--- Exercise instructions ---
Each line in the entries below that holds the word "shutter" belongs in the answer.

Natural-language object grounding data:
Segment Open
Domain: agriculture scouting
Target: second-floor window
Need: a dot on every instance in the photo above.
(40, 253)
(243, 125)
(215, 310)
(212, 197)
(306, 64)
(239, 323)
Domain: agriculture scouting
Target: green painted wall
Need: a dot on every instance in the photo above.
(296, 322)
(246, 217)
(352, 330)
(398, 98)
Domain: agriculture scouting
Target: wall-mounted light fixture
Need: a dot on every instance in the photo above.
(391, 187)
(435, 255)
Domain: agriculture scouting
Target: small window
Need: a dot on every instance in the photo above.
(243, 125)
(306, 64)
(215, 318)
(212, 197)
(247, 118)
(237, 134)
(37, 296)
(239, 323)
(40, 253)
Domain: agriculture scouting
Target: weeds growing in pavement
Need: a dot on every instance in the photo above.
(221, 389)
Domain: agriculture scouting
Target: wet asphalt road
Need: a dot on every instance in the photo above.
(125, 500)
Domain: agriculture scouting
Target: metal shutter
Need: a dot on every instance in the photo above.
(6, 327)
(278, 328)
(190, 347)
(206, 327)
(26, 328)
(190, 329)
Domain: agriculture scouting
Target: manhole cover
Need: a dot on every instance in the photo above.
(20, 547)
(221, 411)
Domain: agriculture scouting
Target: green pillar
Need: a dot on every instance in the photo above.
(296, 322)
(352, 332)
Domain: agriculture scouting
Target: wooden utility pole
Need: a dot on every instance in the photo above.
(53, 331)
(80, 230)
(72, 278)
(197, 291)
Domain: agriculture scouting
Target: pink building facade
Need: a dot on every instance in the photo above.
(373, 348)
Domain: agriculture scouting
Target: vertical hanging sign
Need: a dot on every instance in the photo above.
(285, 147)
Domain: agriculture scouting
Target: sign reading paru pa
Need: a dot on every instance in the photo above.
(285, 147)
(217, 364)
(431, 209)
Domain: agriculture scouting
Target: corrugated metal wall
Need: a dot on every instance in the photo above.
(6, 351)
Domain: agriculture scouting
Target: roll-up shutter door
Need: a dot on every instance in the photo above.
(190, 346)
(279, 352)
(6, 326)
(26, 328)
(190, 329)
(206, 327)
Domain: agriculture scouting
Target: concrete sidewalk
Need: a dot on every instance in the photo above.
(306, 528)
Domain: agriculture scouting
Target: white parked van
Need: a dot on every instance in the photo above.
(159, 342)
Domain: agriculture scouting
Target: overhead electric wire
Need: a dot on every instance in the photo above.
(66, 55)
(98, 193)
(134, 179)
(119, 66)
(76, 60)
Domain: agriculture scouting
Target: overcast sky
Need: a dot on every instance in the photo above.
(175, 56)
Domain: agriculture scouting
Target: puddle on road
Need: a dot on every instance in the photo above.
Segment Closed
--- Finished exercise ---
Target: metal shutter
Target: roll-up shutter door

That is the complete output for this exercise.